WHAT IS BEING ASKED »
A verbatim restatement of the data, free of pictures, is what you should output.

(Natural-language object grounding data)
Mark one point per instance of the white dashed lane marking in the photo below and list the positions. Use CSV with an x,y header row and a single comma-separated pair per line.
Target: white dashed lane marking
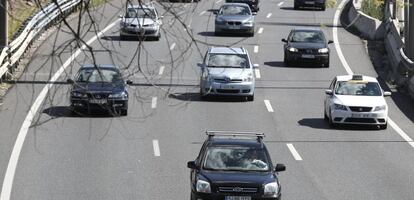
x,y
256,49
268,106
154,102
269,15
156,146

SOLUTION BELOW »
Mark one point per instance of the white dashed lane marking in the photo below and list the positions. Use CSV with an x,y header row and a single comma-separated pair per line.
Target: white dashed lane marking
x,y
256,49
268,106
154,102
269,15
156,146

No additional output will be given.